Othello is not the first of Shakespeare’s Africans: there is the ‘blackamoor’ Aaron in Titus Andronicus, one of his earlies
t plays, perhaps composed in the late 1580s. There the equation is conventional: Aaron is black and he is a villain. His blackness is not in doubt - he is ‘coal-black’ and has a ‘fleece of woolly hair’ - and nor is his wickedness. The emblematic moment is when he holds up Titus’ severed hand, gloating:
O how this villainy
Doth fat me with the very thoughts of it!
Let fools do good and fair men call for grace,
Aaron will have his soul black like his face. (3.1.201-4)
‘Fat me’ has an overtone of sexual arousal, and Aaron is throughout a figure of powerful erotic energy. Titus is virtually a homage to Marlowe - the bloodbath of the story, the fierce clarity of the treatment - and the magnetism of the evil Aaron is a typical Marlovian twist. He is the charismatic transgressor, the climbing ‘over-reacher’. We get a graphic instance of his stage presence from the Peacham drawing of Titus Andronicus (see Plate 22), where his vividly inked-in figure draws the eye straight away.

**Provided information:**
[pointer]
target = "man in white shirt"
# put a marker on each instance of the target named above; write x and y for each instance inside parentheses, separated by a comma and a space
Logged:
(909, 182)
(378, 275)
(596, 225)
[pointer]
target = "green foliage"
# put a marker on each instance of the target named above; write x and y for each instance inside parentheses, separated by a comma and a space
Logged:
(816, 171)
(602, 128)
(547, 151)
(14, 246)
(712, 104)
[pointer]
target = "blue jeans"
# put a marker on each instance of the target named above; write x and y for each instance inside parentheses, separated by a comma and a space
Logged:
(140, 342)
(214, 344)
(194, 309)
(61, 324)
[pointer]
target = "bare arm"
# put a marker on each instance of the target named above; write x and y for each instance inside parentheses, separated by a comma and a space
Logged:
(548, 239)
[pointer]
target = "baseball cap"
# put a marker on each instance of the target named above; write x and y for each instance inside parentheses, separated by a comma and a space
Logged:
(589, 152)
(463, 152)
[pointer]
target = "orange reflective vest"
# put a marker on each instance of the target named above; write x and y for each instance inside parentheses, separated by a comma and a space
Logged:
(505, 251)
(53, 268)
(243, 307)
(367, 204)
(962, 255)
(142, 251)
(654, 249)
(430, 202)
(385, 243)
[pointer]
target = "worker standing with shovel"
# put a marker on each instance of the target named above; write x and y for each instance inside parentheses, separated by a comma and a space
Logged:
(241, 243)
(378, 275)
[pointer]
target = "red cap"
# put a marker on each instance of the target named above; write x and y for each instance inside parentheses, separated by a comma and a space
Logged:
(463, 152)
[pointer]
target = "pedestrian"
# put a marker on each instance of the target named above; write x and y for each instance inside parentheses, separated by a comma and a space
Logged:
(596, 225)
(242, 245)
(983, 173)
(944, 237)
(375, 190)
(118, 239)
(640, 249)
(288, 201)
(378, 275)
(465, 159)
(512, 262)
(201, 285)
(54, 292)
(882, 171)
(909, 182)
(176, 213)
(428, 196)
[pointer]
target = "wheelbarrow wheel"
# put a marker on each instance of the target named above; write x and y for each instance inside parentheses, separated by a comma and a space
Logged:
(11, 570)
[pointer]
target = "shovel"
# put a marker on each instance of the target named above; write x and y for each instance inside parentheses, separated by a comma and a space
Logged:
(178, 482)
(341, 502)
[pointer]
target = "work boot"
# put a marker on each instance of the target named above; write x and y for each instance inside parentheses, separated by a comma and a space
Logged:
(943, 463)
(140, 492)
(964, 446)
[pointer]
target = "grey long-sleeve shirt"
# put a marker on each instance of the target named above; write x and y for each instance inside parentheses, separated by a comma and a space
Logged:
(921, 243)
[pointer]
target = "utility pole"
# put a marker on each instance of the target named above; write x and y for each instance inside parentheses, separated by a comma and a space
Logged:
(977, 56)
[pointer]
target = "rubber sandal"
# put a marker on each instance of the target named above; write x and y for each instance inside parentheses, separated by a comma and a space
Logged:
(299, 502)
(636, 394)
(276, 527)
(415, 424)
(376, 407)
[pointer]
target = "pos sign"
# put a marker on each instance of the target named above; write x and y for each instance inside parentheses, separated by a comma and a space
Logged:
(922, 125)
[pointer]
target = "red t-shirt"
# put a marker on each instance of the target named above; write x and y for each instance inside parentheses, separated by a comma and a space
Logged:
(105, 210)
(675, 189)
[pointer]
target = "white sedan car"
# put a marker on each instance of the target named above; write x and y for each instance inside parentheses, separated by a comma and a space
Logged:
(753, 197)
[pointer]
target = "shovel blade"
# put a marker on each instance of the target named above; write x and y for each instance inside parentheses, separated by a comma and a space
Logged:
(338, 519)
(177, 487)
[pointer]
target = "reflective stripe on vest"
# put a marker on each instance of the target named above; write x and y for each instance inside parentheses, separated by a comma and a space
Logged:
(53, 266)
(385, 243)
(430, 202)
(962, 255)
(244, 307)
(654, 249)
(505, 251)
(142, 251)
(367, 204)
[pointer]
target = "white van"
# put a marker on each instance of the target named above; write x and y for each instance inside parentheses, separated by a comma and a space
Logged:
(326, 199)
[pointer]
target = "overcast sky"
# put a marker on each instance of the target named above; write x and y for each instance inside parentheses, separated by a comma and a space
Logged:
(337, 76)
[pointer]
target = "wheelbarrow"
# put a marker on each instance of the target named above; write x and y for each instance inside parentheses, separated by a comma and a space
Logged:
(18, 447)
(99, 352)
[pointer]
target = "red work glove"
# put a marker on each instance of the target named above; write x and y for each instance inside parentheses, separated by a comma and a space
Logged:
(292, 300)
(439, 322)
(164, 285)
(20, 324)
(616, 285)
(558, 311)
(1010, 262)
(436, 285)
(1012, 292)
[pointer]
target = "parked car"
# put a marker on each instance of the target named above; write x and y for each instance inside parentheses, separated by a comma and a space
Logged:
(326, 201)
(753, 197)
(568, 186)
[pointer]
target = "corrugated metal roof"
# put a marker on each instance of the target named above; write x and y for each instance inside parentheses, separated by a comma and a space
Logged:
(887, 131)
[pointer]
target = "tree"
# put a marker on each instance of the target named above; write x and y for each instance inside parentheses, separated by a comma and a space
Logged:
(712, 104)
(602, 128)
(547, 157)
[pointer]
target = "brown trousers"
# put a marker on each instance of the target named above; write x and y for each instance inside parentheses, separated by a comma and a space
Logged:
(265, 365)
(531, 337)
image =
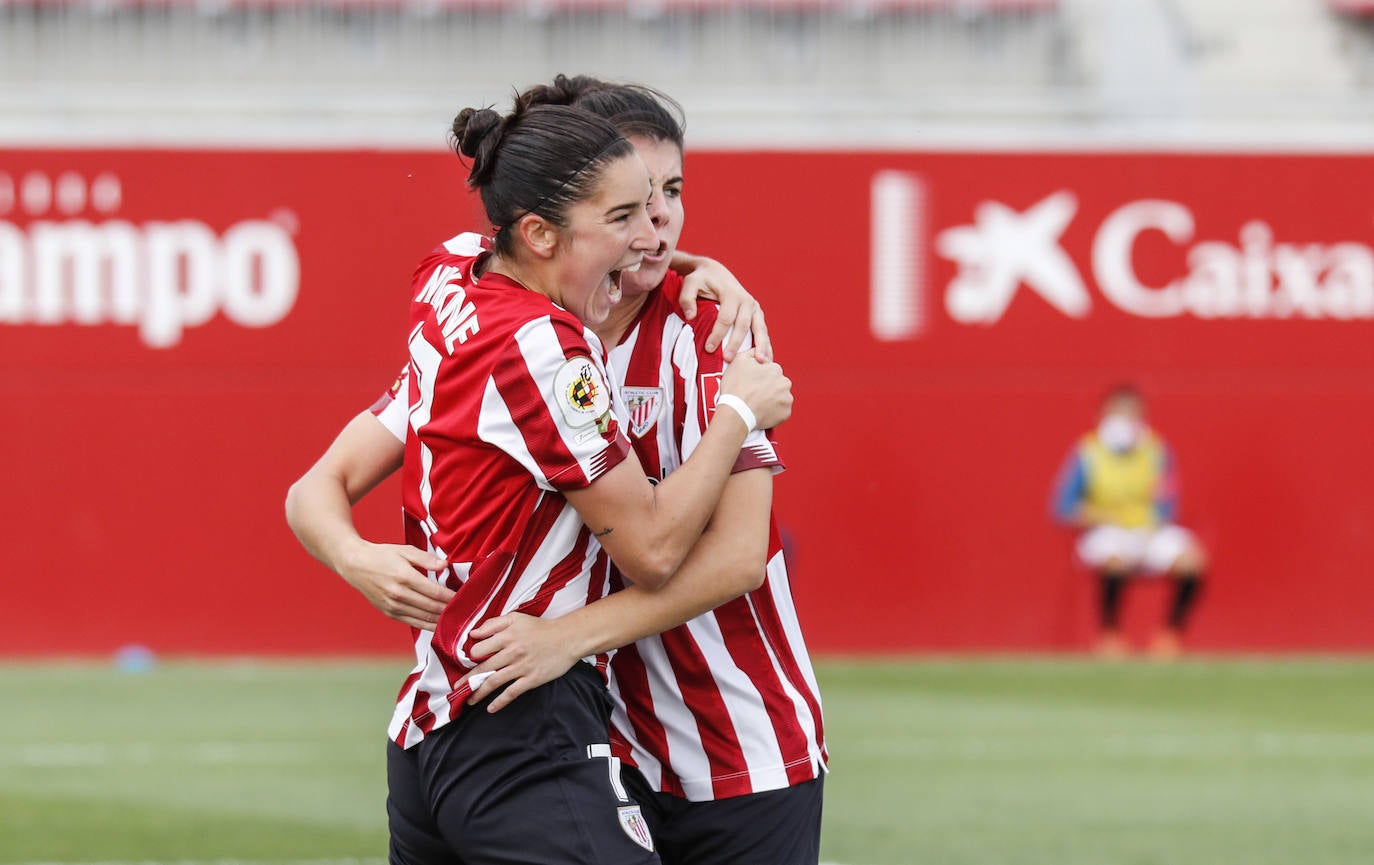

**Assignment 1:**
Answer these from the passage on Shakespeare's Aaron, one line each:
(a) In which play does Aaron appear, and when may it have been composed?
(b) What does Aaron hold up while gloating in the emblematic moment?
(c) Which drawing gives a graphic instance of his stage presence?
**Assignment 2:**
Based on the passage on Shakespeare's Aaron, explain in one to three sentences why Titus is called virtually a homage to Marlowe.

**Task response 1:**
(a) Titus Andronicus, perhaps composed in the late 1580s.
(b) Titus' severed hand.
(c) The Peacham drawing of Titus Andronicus.

**Task response 2:**
The story's bloodbath and the fierce clarity of its treatment echo Marlowe. The magnetism of the evil Aaron is also a typical Marlovian twist, since he is the charismatic transgressor, the climbing "over-reacher."